Input for this task:
· · · ·

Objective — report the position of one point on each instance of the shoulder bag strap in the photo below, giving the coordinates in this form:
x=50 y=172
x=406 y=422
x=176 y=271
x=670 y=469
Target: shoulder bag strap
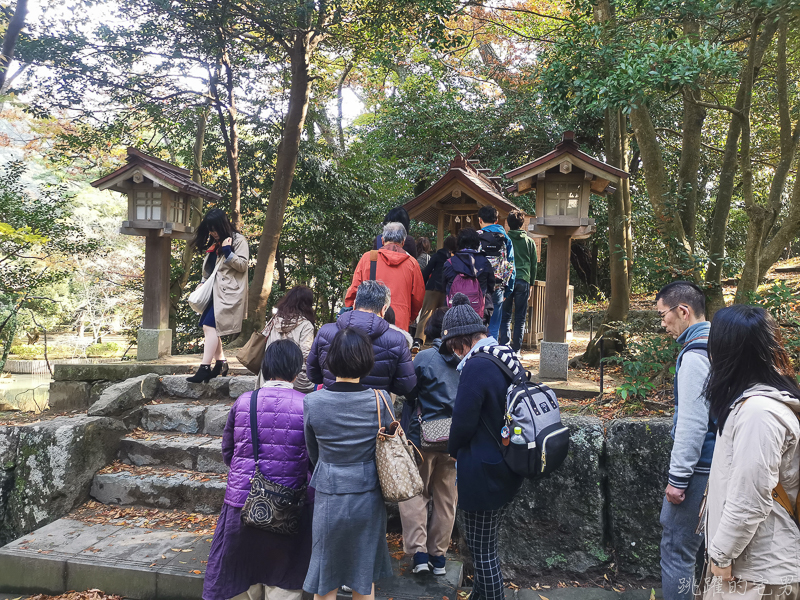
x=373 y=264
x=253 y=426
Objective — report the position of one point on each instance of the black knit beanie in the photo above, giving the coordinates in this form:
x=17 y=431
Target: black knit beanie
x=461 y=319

· · · ·

Can you print the material from its first line through the line containing "x=253 y=426", with both included and the pictures left out?

In response:
Objective — report the position of one point on each instance of the shoulder bag strap in the photo below, giving the coordinates in this form:
x=50 y=172
x=406 y=422
x=176 y=271
x=670 y=469
Target: shoulder bag strap
x=373 y=264
x=253 y=426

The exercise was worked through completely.